| Things to do |
1. According to the passage on draft model reconstruction for S. coelicolor, what share of the genes in iMK1208 did the three de novo approaches cover when combined?
2. Continue the passage on draft model reconstruction for S. coelicolor from its last sentence.

Top of Provided text

Draft model reconstruction for S. coelicolor

The enriched capabilities of RAVEN 2.0 were evaluated by de novo generation of GEMs for S. coelicolor using three distinct approaches, as described in Material & Methods (Fig 2). Cross-comparison of genes from de novo reconstructions and the published S. coelicolor GEM iMK1208 indicated that the three de novo approaches are complementary and comprehensive, combined covering 88% of the genes included in iMK1208 (Fig 3). The existing model contained 146 genes that were not annotated by any of the automated approaches, signifying the valuable manual curation that has gone into previous GEMs of S. coelicolor. Nonetheless, matching of metabolites across models through their KEGG identifiers further supported that most of the previous GEM is captured by the three de novo reconstructions, while each approach has their unique contribution (Fig 3).
Fig 2

Schematic illustration of Sco4 model generation by RAVEN 2.0.

Three draft GEMs were automatically reconstructed in de novo based on MetaCyc and KEGG databases. The two GEMs derived from KEGG genome annotation and HMMs were merged and then subsequently combined with the MetaCyc-based model. The reactions and annotations in the combined draft model were used for manual curation of iMK1208 to result in Sco4.

Fig 3

Venn diagrams comparing genes and metabolites between the three de novo draft reconstructions and iMK1208.

Schematic illustration of Sco4 model generation by RAVEN 2.0.

Three draft GEMs were automatically reconstructed in de novo based on MetaCyc and KEGG databases. The two GEMs derived from KEGG genome annotation and HMMs were merged and then subsequently combined with the MetaCyc-based model. The reactions and annotations in the combined draft model were used for manual curation of iMK1208 to result in Sco4. The three draft reconstructions were consecutively merged to result in a combined draft reconstruction (S1 Data), containing 2605 reactions, of which 958 and 1104 reactions were uniquely from MetaCyc- and KEGG-based reconstructions, respectively (Fig 2). While MetaCyc-based reconstruction annotated more genes than KEGG-based reconstructions (Fig 3), the number of unique reactions by MetaCyc is slightly lower than by KEGG, indicating that KEGG based reconstruction is more likely to assign genes to multiple reactions. Of the 789 reactions from the existing high-quality model that could be mapped to either MetaCyc or KEGG reactions, 733 (92.9%) were included in the combined draft model (S1 Table).

Bottom of Provided text
Top of Dataset content

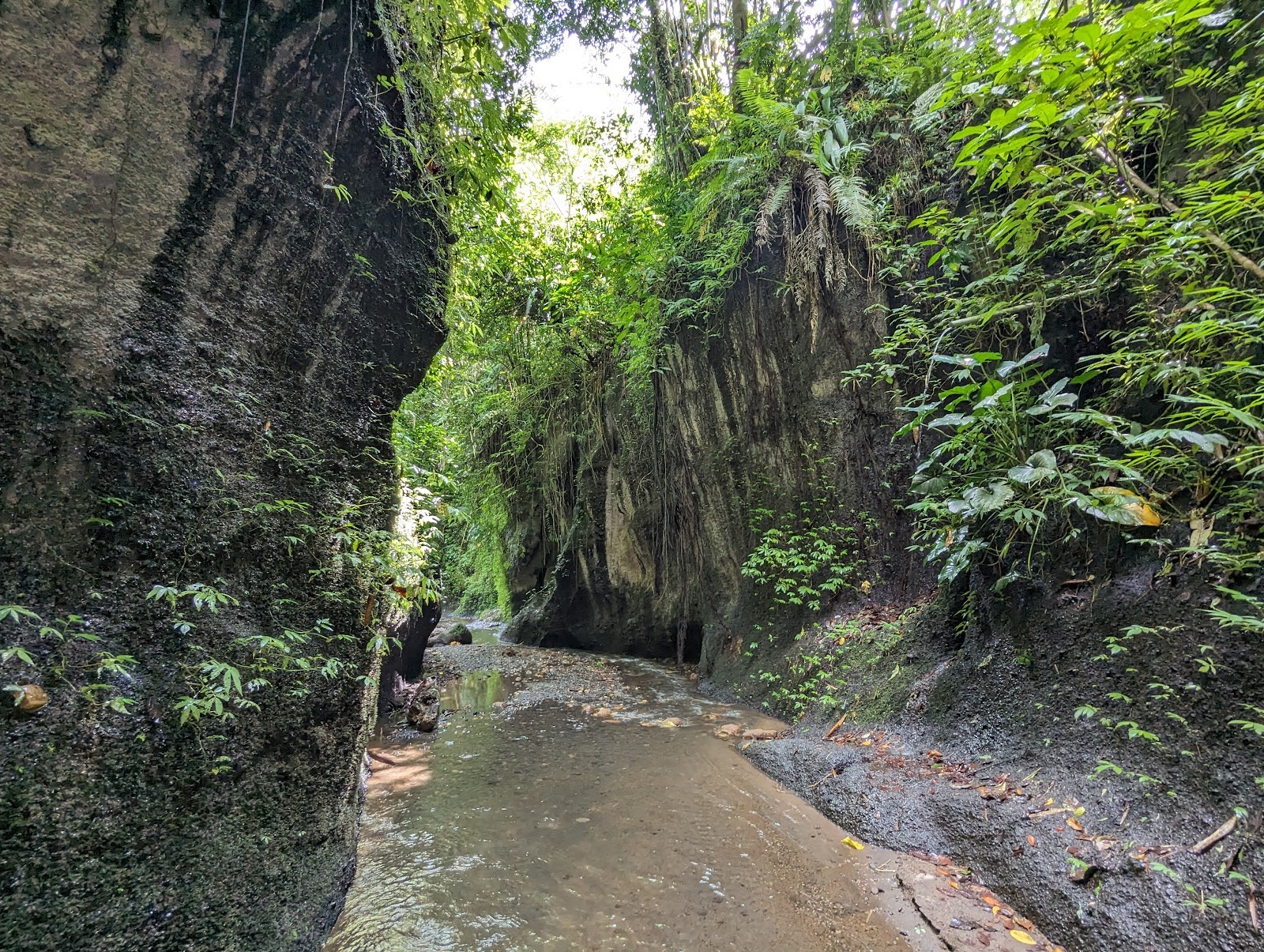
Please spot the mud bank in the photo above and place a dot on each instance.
(1099, 864)
(593, 806)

Bottom of Dataset content

| Answers for the tasks |
1. 88%

2.
Further development of the obtained model

The combined de novo reconstruction has a larger number of reactions, metabolite and genes than the previous S. coelicolor GEM (Fig 2). While a larger metabolic network does not necessarily imply a better network, we took advantage of the increased coverage of the de novo reconstruction by using it to curate iMK1208, while retaining the valuable contributions from earlier GEMs. The culminating model is called Sco4, the fourth major release of S. coelicolor GEM. Through manual curation, a total of 398 metabolic reactions were selected from the combined model to expand the stoichiometric network of the previous GEM (S3 Table). These new reactions cover diverse subsystems including both primary and secondary metabolism (Fig 4A) and displayed close association with existing metabolites in the previous GEM (Fig 4B). Despite both MetaCyc- and KEGG-based reconstructions contributing roughly equally, MetaCyc-unique reactions are more involved in energy and secondary metabolism, while KEGG-unique reactions are more related to amino acid metabolism and degradation pathways (Fig 4C). The de novo reconstruction annotated genes to 11 reactions that had no gene association in the previous GEM (S4 Table). Together with 34 spontaneous reactions and 10 transport reactions identified by the MetaCyc reconstruction functions (S5 and S6 Tables), the resulting Sco4 model contains 2304 reactions, 1927 metabolites and 1522 genes (Fig 2).
Fig 4

The compositional subsystem distribution of the new reactions selected from the combined draft model.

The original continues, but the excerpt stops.